- What to produce:
Please present the records, from their first line through the line containing "[(616, 419)]", as a Markdown table with a Row column giving the row number and a Line column giving the line itself. Leave out any blank lines.

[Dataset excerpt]
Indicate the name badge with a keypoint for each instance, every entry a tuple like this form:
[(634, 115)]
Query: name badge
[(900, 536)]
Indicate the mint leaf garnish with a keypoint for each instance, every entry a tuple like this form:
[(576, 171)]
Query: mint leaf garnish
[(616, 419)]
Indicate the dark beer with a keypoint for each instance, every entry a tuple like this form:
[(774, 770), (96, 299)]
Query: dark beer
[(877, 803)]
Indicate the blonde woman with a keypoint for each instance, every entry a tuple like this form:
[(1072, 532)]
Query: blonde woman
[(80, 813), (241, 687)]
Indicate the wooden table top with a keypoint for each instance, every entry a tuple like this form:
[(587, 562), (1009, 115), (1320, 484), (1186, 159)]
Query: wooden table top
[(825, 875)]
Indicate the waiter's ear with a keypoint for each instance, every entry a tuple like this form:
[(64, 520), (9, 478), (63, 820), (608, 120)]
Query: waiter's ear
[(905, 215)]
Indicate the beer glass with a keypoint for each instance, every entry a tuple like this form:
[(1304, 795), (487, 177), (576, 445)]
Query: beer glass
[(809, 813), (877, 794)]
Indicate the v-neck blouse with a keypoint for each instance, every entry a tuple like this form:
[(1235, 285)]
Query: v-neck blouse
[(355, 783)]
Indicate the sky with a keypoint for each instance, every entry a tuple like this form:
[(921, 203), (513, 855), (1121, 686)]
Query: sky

- Exercise response:
| Row | Line |
|---|---|
| 1 | Indicate the name badge with a keypoint for each instance, every entry a tuple like this form: |
| 2 | [(634, 115)] |
| 3 | Query: name badge |
| 4 | [(900, 536)] |
| 5 | Indicate the mint leaf garnish with a keypoint for each instance, every entry a tuple like this form: |
| 6 | [(576, 171)] |
| 7 | Query: mint leaf garnish |
| 8 | [(616, 419)] |